What needs to be done:
Whenever the word "this" turns up in a line of the data below, copy that line.

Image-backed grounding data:
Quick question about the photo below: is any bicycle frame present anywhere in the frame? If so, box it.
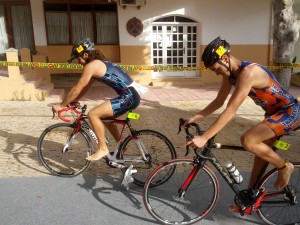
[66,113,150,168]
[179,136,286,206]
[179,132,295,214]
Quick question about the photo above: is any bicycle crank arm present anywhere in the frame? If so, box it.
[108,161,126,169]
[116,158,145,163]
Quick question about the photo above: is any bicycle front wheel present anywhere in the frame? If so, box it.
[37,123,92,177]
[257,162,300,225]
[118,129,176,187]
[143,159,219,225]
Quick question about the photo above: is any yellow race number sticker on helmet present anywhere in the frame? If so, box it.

==

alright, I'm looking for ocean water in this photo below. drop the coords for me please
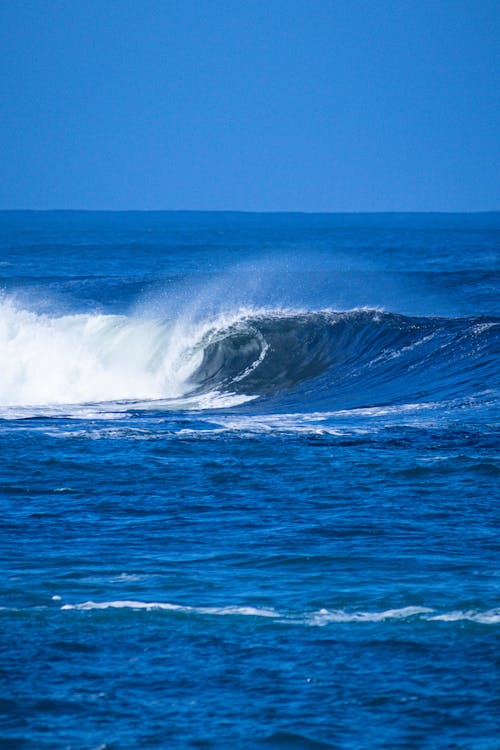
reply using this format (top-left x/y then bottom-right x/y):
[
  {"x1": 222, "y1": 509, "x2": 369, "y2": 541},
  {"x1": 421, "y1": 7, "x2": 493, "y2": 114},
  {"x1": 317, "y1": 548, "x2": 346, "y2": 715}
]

Answer section:
alright, I'm looking for ocean water in this photo below. drop the coords for me please
reply using this format (top-left x/y then bottom-right x/y):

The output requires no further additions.